EXERCISES
[1] In the Painters' Trail article, between which two places does the trail run?
[2] From the Painters' Trail article, copy out the passage that begins with the words containing "Yet cycling and" and ends with "world Top 30.".

PAGE
_ _ _
The Venn diagram of cycling and painting has little overlap. Famous biking artists? Not many. There's France's Maurice de Vlaminck, briefly a racing pro before finding fame with his wildly-coloured fauvist canvasses. There's 1980s British TV presenter Timmy Mallett, now a serious cycle-touring landscaper. He biked the coast of Britain in 2022, painting scenery encountered every day. Little else.
Yet cycling and art are both intensely visual things, linking what we see to how we feel. The Painters' Trail in Suffolk celebrates both, as it runs seventy-ish miles along the Stour Valley, from Manningtree to Sudbury and back. It's mainly a chance to experience the seen world of John Constable, England's great 18th-century landscape pioneer. Grey, rainy Britain hasn't produced many world-class outdoors artists, but he - along with Turner - would make any all-time world Top 30.
Riding the Painters', you can stand where he stood as he sketched his masterpieces, in rural idylls such as Flatford Mill and Dedham and East Bergholt, and enjoy views unchanged for two centuries. Well, except for electricity pylons, the A12, and 4x4s parked right in your shot.
_ _ _
SOURCE DATA

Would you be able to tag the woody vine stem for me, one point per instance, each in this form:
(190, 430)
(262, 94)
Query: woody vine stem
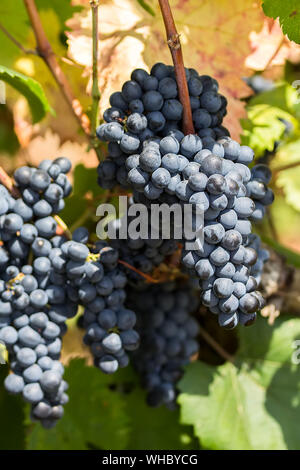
_ _ _
ANSWER LIST
[1] It runs from Manningtree to Sudbury and back, along the Stour Valley.

[2]
Yet cycling and art are both intensely visual things, linking what we see to how we feel. The Painters' Trail in Suffolk celebrates both, as it runs seventy-ish miles along the Stour Valley, from Manningtree to Sudbury and back. It's mainly a chance to experience the seen world of John Constable, England's great 18th-century landscape pioneer. Grey, rainy Britain hasn't produced many world-class outdoors artists, but he - along with Turner - would make any all-time world Top 30.